*What this exercise asks:*
1. Reproduce the part of the Look A-stem forum thread below, starting with "Hi, I am about" and going on through "found another source.".
2. Carry on the forum thread about buying a Look A-stem from the point at which it stops.

(Selected extract begins)

# Where to buy Look A-stem?



## Chupalt (Sep 5, 2008)

I just got a new Look 675 Light size medium, but I need a slightly shorter stem (probably a 100mm). Anyone know where to buy one?


----------



## mik_git (Jul 27, 2012)

i would have thought where you bought it from, or a local look dealer...?


----------



## MartyBW (Feb 9, 2014)

Chupalt said:


> I just got a new Look 675 Light size medium, but I need a slightly shorter stem (probably a 100mm). Anyone know where to buy one?


Hi, I am about to order a 675 myself and am a bit stuck on which stem size to go with - also med frame. The on line retailer doesn't list them as separate items. Would be reassuring to know that stem can be swapped if original doesn't work out. Look do have utility that calculates frame size and stem size but this was returning a frame suez result one size up from what I know from the given geometry for this frame. Let me know if you find a source,


----------



## Chupalt (Sep 5, 2008)

I've been in communication with Justin, it sounds like the policy is that the dealer will exchange at no cost for whichever a-stem size you need. I haven't found another source.


----------



## mik_git (Jul 27, 2012)

(Selected extract ends)
(Exercise data begins)

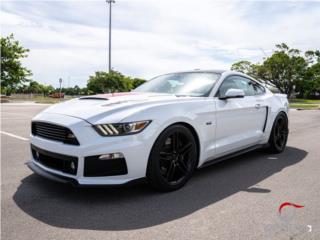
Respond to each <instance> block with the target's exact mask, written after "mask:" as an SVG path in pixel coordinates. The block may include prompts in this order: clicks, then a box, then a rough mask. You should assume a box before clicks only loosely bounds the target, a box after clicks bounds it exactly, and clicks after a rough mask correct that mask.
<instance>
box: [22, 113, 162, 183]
mask: <svg viewBox="0 0 320 240" xmlns="http://www.w3.org/2000/svg"><path fill="white" fill-rule="evenodd" d="M34 120H36V121H45V122H49V123H53V124H59V125H62V126H65V127H68V128H69V129H70V130H72V132H73V133H74V134H75V136H76V137H77V139H78V140H79V143H80V145H79V146H75V145H69V144H64V143H62V142H57V141H53V140H48V139H44V138H41V137H38V136H33V135H31V136H30V142H31V147H32V148H33V147H35V148H36V149H40V150H43V151H45V152H49V153H55V154H56V155H58V156H59V155H61V156H63V155H65V156H72V157H75V158H76V159H77V165H76V171H75V172H74V173H70V172H68V171H63V170H61V169H57V168H52V167H50V166H51V165H48V164H47V165H46V164H43V163H42V162H41V161H39V160H38V159H35V157H34V153H33V154H32V153H31V156H32V160H31V161H30V162H28V164H27V165H28V167H29V168H30V169H31V170H32V171H34V172H35V173H37V174H39V175H41V176H44V177H47V178H50V179H51V180H56V181H59V182H69V183H72V184H73V185H88V186H89V185H95V186H96V185H122V184H126V183H129V182H132V181H134V180H140V179H142V178H144V177H145V176H146V169H147V164H148V158H149V153H150V151H151V148H152V145H153V143H154V141H155V138H156V136H157V130H158V127H157V125H156V124H155V123H152V124H150V125H149V126H148V127H147V128H146V129H145V130H144V131H143V132H141V133H139V134H136V135H128V136H117V137H102V136H100V135H99V134H98V133H97V132H96V131H95V130H94V129H93V128H92V125H91V124H90V123H88V122H86V121H84V120H81V119H78V118H74V117H70V116H66V115H60V114H51V113H50V114H48V113H43V114H40V115H38V116H37V117H36V118H35V119H34ZM31 152H32V151H31ZM117 152H119V153H122V154H123V155H124V159H125V163H126V168H127V171H126V172H122V173H120V174H115V175H112V176H94V175H90V176H88V175H87V174H86V172H85V162H86V161H87V163H88V161H91V160H90V159H92V158H90V157H92V156H99V155H104V154H109V153H117ZM104 161H108V160H104ZM92 162H93V161H92ZM92 162H90V163H92ZM109 172H110V171H109Z"/></svg>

(Exercise data ends)

*Answer section:*
1.
Hi, I am about to order a 675 myself and am a bit stuck on which stem size to go with - also med frame. The on line retailer doesn't list them as separate items. Would be reassuring to know that stem can be swapped if original doesn't work out. Look do have utility that calculates frame size and stem size but this was returning a frame suez result one size up from what I know from the given geometry for this frame. Let me know if you find a source,


----------



## Chupalt (Sep 5, 2008)

I've been in communication with Justin, it sounds like the policy is that the dealer will exchange at no cost for whichever a-stem size you need. I haven't found another source.

2.
hmm that seems annoying, the 675 is the top of my next bike list, but there are no dealers in my area, it'd be a right pain if I couldn't easily buy a different length.


----------



## MartyBW (Feb 9, 2014)

Chupalt, where did you buy your 675?


----------



## Rashadabd (Sep 17, 2011)

Glory Cycles can help you determine what size stem you need and help you order it.


----------



## justin. (Jul 18, 2011)

mik_git said:


> hmm that seems annoying, the 675 is the top of my next bike list, but there are no dealers in my area, it'd be a right pain if I couldn't easily buy a different length.


There is a size configurator on our 675 web page: Look Cycle - 675 - Bikes - Road

This will help you select an appropriate size frame and stem. Regarding the stem and possibly needing to exchange for a different size, there is always a way to do that if need be.


----------



## mik_git (Jul 27, 2012)

Yeah i put all my measurements in that last week and, apart from telling me I'd done all my measurements wrong, the second time tells me I need a large to extra large. Not sure how that equates to cm, but both my current road bikes are 54 and all my mountain bikes have either been 18's or mediums, but i guess it is the stack and reach, stack on a large would be good, the the reach, I'm not to sure on that. Anyway, I'm not in the market for one right now... well I am, its she who is the minister of finances that says I'm not.

On a side and completely unrelated note, how long will the 920 be around with the current demise of 26in mtbs?


----------



## Chupalt (Sep 5, 2008)

justin. said:


> There is a size configurator on our 675 web page: Look Cycle - 675 - Bikes - Road
> 
> This will help you select an appropriate size frame and stem. Regarding the stem and possibly needing to exchange for a different size, there is always a way to do that if need be.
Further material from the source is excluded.